Passage given =>
-- Start --
I'm glad the season is drawing to a close tbh, getting a wee bit jaded writing names and using my fingers to count.


----------



## rich p (11 Sep 2016)

Cheers Marmy - I am the Chris Horner of Spanish punditry!


----------



## roadrash (11 Sep 2016)

Maybe we should all chuck in and buy you one of these


----------



## themosquitoking (12 Sep 2016)

Thank you @Marmion, sterling work as ever.


----------



## brommers (12 Sep 2016)

@Marmion

Thanks for the hard work much appreciated


----------



## brommers (12 Sep 2016)

ToB
Stage 8 - Marmy 45, Brommers 25, Crackle, RR, Steve all 5
Jerseys - Marmy 45, Steve 35, RR 25, Brommers 20, Crackle 5
Overall - Marmy 200, Crackle 140, Road Rash and Brommers 120, Steve 85

Well done @Marmion


----------



## Crackle (12 Sep 2016)

The recurring theme of this year is my crap Jersey picks. I shall, in Sky terms, go away and analyse this and come back stronger next year. Or maybe not.


----------



## Pro Tour Punditry (12 Sep 2016)

brommers said:


> ToB
> Stage 8 - Marmy 45, Brommers 25, Crackle, RR, Steve all 5
> Jerseys - Marmy 45, Steve 35, RR 25, Brommers 20, Crackle 5
> Overall - Marmy 200, Crackle 140, Road Rash and Brommers 120, Steve 85
> ...


Thanks brommers, and thanks for doing the numbers


----------



## Pro Tour Punditry (15 Sep 2016)

Eneco Punditry, 7 stages starting on Monday 19th September. A late season race which tends to favour the early season Ardennes/Cobbled Classics riders.

Stage 2 is ITT and stage 5 is TTT (the first time there has been a TTT since the 2012 version)

Jerseys - GC, Sprint and Combativity (intermediate sprints, recently won by a succession of mostly unknown Belgians, hint-hint...), scoring 30, 25, 20,15,10
Stages score 25, 20, 15, 10, 5


----------



## Pro Tour Punditry (15 Sep 2016)

Startlist, which looks very strong, is here:
http://firstcycling.com/race.php?r=21&y=2016&k=start


----------



## brommers (15 Sep 2016)

Marmion said:


> (intermediate sprints, recently won by a succession of mostly unknown Belgians, hint-hint...)


Nothing like the ToB KOM and sprints comps then?


----------



## Pro Tour Punditry (16 Sep 2016)

Eneco:
GC - GVA, Sagan, Devenyns
Sprint - GVA, Greipel, Kristoff
Combativity - Claeys, Capiot, Denz


----------



## brommers (18 Sep 2016)

Eneco
GC - I. Izagirre, T. Dumoulin, G. Thomas
Points - EBH, T. Boonen, M. Matthews
Comb - R. Kreder, A. Capiot, R. Jans
Stage 1 - Cav, C. Ewan, N. Bouhanni


----------



## Pro Tour Punditry (18 Sep 2016)

brommers said:


> Stage 1 - Cav


Cav is out due to illness.
-- End --
Collected material =>
-- Start --
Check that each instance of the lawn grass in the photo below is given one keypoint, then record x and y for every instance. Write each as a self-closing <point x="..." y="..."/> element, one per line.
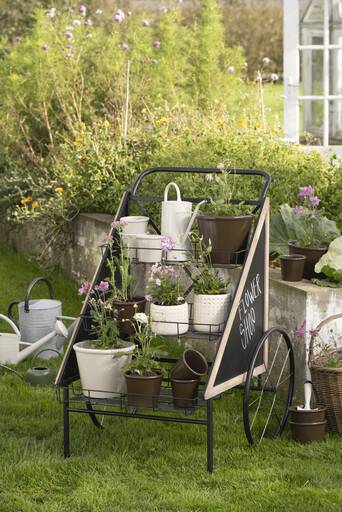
-- End --
Work to do =>
**a.** In the cycling punditry thread, reproduce everything from "I'm glad the" down to "of Spanish punditry!".
**b.** According to the cycling punditry thread, which stage of the Eneco race is the team time trial?
**c.** Shorten the paragraph of the cycling punditry thread that begins "Eneco Punditry, 7 stages" into a single sentence that keeps its main facts.

Solutions below =>
**a.**
I'm glad the season is drawing to a close tbh, getting a wee bit jaded writing names and using my fingers to count.


----------



## rich p (11 Sep 2016)

Cheers Marmy - I am the Chris Horner of Spanish punditry!

**b.** Stage 5.

**c.** Eneco Punditry covers a 7-stage, late-season race starting Monday 19th September that tends to favor the early-season Ardennes/Cobbled Classics riders.